[Items from a dataset]
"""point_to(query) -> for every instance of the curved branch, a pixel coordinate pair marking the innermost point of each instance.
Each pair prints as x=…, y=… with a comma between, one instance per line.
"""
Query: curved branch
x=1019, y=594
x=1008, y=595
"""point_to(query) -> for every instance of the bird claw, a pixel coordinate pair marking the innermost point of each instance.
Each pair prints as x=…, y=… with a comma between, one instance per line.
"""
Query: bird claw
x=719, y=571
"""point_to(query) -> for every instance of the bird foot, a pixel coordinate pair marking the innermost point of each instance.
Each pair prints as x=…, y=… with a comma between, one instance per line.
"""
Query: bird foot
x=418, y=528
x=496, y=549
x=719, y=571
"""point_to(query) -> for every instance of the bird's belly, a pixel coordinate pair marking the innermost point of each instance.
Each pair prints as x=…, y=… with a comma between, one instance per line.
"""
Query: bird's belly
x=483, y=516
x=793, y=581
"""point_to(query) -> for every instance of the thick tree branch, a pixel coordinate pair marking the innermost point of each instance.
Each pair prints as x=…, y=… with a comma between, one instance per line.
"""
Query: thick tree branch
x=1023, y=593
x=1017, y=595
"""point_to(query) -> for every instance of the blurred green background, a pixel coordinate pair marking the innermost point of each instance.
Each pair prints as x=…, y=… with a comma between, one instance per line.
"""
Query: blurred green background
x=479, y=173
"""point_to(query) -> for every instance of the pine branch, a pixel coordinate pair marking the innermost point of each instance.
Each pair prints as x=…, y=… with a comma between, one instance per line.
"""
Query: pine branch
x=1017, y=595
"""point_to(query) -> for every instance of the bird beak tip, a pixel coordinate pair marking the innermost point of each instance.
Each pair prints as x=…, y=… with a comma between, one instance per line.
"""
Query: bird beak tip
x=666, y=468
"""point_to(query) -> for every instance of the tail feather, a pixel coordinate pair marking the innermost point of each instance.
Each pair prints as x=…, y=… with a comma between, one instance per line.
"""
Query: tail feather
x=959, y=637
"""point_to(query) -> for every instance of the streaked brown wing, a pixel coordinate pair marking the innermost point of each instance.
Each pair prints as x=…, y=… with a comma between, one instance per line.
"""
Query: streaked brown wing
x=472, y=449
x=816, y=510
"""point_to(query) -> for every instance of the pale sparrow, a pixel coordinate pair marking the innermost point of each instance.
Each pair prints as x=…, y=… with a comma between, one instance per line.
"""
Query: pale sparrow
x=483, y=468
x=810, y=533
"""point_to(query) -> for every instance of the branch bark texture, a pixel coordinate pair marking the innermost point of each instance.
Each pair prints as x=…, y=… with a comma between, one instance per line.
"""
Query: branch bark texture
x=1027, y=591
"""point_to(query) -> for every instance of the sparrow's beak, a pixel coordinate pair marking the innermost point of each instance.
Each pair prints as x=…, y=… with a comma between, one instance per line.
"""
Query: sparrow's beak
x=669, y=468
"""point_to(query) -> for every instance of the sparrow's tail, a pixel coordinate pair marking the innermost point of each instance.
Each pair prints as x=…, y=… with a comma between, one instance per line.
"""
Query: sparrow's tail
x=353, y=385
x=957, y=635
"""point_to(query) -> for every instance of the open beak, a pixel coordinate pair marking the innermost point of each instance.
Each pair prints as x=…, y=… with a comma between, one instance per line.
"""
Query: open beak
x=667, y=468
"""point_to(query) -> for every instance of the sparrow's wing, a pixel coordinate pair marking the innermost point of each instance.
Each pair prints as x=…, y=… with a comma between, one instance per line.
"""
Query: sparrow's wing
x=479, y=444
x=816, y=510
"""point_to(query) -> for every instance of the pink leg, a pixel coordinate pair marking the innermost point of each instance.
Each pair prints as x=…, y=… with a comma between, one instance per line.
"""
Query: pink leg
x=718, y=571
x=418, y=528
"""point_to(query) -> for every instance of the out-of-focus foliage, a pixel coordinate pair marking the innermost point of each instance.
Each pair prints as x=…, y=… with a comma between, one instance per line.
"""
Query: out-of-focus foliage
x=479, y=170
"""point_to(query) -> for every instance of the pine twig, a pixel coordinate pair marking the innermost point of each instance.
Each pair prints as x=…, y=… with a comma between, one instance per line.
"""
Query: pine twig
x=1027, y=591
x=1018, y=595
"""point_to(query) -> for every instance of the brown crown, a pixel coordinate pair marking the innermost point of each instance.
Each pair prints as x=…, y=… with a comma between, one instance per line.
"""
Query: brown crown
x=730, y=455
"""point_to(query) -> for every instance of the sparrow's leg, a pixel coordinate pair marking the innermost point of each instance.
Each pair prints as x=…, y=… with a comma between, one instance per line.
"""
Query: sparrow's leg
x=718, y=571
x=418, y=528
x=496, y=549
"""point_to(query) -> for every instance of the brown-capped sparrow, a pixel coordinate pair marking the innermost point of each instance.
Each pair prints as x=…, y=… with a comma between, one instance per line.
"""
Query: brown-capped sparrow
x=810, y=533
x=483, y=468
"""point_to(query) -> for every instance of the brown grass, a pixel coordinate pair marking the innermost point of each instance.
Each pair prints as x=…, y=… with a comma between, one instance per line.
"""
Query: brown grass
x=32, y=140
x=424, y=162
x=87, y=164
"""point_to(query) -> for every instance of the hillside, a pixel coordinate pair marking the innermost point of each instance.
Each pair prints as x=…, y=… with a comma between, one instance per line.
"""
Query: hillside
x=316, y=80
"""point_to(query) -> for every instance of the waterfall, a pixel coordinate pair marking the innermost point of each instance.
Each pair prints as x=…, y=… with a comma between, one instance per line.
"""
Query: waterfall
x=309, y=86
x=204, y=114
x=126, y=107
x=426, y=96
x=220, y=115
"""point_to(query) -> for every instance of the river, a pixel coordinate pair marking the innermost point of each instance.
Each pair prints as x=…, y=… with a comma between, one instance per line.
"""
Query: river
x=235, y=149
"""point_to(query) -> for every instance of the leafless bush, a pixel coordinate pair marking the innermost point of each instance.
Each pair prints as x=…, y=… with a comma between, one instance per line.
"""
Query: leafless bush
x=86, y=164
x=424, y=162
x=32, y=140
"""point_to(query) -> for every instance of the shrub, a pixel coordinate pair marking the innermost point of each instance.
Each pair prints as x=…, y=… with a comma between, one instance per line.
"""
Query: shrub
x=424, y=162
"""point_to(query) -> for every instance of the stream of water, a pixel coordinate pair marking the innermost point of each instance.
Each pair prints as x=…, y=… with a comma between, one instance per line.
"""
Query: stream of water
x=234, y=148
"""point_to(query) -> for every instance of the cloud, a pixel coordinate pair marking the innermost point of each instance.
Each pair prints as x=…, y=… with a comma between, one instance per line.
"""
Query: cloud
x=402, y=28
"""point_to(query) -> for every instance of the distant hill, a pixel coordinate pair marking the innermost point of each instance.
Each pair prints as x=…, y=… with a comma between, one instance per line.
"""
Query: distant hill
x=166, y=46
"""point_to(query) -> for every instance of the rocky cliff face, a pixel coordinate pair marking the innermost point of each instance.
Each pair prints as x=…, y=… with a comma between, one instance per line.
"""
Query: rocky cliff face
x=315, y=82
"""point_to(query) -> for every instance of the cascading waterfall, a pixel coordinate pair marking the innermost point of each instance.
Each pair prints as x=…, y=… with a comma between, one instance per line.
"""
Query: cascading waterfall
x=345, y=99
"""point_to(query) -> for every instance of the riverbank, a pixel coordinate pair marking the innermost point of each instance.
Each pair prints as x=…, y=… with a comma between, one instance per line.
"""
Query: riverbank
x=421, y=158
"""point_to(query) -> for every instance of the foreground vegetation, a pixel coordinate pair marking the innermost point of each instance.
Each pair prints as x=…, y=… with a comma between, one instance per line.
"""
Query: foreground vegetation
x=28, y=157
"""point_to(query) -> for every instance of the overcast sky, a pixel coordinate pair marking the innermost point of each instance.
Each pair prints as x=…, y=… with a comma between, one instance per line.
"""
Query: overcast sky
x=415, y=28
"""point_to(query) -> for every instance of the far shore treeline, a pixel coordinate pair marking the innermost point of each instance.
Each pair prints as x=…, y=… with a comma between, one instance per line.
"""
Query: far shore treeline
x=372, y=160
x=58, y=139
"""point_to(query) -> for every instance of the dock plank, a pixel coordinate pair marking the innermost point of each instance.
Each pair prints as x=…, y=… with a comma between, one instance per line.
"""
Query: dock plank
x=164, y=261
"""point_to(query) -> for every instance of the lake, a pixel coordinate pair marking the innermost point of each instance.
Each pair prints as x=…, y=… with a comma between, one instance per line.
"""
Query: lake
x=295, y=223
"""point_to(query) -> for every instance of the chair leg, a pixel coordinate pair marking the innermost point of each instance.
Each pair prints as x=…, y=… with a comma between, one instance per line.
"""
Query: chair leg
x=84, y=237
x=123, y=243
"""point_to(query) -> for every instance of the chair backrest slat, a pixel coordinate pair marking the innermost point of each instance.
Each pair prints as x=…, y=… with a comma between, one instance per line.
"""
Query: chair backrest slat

Exercise details:
Copy out the lines from the line containing "of the dock" to the end of the listing above, without alteration.

Result for this exercise:
"""point_to(query) -> for every instance of the dock plank, a pixel coordinate pair marking the innermost point of each instance.
Each pair prints as x=…, y=… with a comma between, one instance per line.
"""
Query: dock plank
x=164, y=261
"""point_to(query) -> for every instance of the lake, a pixel coordinate pair marking the innermost point of each instance.
Each pair prints as x=…, y=… with a comma between, one instance per line.
"""
Query: lake
x=295, y=223
"""point_to(query) -> for every instance of the chair leg, a pixel coordinate pair marking the innermost point of each instance.
Each pair prints as x=…, y=… with a comma between, one instance per line.
"""
Query: chair leg
x=84, y=237
x=123, y=243
"""point_to(query) -> for every instance of the chair backrest slat, a pixel coordinate pair marking the innermost point of each instance.
Each pair prints as x=…, y=… with a comma between, one instance per line.
"""
Query: chair backrest slat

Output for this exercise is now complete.